Stored data:
***

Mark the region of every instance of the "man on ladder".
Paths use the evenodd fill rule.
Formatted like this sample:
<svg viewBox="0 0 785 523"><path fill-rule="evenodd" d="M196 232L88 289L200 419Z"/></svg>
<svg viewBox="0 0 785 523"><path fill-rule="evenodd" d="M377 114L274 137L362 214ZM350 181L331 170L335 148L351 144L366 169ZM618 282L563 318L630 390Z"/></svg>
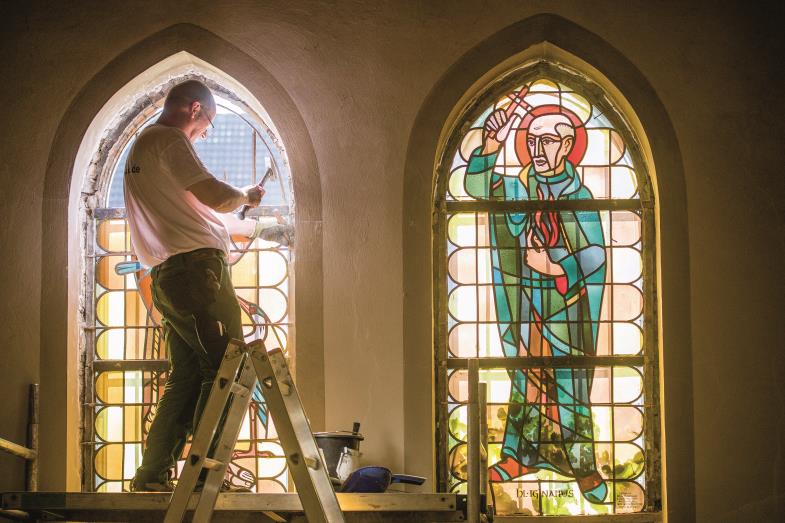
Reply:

***

### INSTRUCTIONS FOR THE TASK
Word for word, copy out each record; do not include pictures.

### SOLUTION TO THE PROBLEM
Mark the region of every instance of the "man on ladder".
Paths use the evenodd fill rule.
Formatted like this sample:
<svg viewBox="0 0 785 523"><path fill-rule="evenodd" d="M196 232L88 289L200 419Z"/></svg>
<svg viewBox="0 0 785 523"><path fill-rule="evenodd" d="M377 114L274 137L362 214ZM350 181L331 170L335 148L351 144L366 169ZM618 282L563 318L630 390Z"/></svg>
Reply:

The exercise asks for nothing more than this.